| INSTRUCTIONS FOR THE TASK |
Write out every line exactly, from the first line of the records below through the line that contains "Query: hanging black mesh pot".

EXCERPTED DATA START

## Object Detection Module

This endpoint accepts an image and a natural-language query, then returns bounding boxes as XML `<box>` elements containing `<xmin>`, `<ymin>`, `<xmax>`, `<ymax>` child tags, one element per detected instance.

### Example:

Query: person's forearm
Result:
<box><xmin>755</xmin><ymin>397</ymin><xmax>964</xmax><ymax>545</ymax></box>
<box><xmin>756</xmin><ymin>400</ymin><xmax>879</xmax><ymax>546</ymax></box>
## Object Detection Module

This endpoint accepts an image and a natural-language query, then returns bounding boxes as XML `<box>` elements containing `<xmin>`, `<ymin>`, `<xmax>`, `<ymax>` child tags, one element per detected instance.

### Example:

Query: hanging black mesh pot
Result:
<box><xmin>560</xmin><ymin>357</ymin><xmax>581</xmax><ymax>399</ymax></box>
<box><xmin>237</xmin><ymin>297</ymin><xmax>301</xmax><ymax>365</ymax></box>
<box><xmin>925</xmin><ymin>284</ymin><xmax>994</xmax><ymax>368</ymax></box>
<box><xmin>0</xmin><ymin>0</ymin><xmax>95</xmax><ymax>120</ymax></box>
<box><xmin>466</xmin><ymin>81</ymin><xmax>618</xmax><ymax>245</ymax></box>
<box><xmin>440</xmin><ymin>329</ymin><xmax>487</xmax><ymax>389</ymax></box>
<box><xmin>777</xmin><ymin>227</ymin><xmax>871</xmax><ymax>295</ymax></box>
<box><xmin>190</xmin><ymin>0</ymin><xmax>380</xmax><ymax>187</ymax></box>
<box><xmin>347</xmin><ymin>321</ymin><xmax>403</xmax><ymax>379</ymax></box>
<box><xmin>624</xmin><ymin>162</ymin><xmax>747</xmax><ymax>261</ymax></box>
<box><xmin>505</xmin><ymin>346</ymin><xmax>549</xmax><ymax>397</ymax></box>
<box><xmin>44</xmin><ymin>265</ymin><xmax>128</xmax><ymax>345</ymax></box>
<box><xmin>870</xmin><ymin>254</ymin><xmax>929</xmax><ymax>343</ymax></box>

EXCERPTED DATA END

| ANSWER FOR THIS EXERCISE |
## Object Detection Module

This endpoint accepts an image and a natural-language query, then returns bounding boxes as XML `<box>` elements containing `<xmin>`, `<ymin>`, `<xmax>`, `<ymax>` child tags, one element per detected instance.

### Example:

Query: person's forearm
Result:
<box><xmin>755</xmin><ymin>397</ymin><xmax>964</xmax><ymax>545</ymax></box>
<box><xmin>756</xmin><ymin>400</ymin><xmax>879</xmax><ymax>546</ymax></box>
## Object Detection Module

This endpoint accepts an image and a natural-language query, then returns bounding boxes as XML `<box>` elements containing `<xmin>`, `<ymin>`, `<xmax>`, `<ymax>` child tags, one element per detected instance.

### Example:

Query: hanging black mesh pot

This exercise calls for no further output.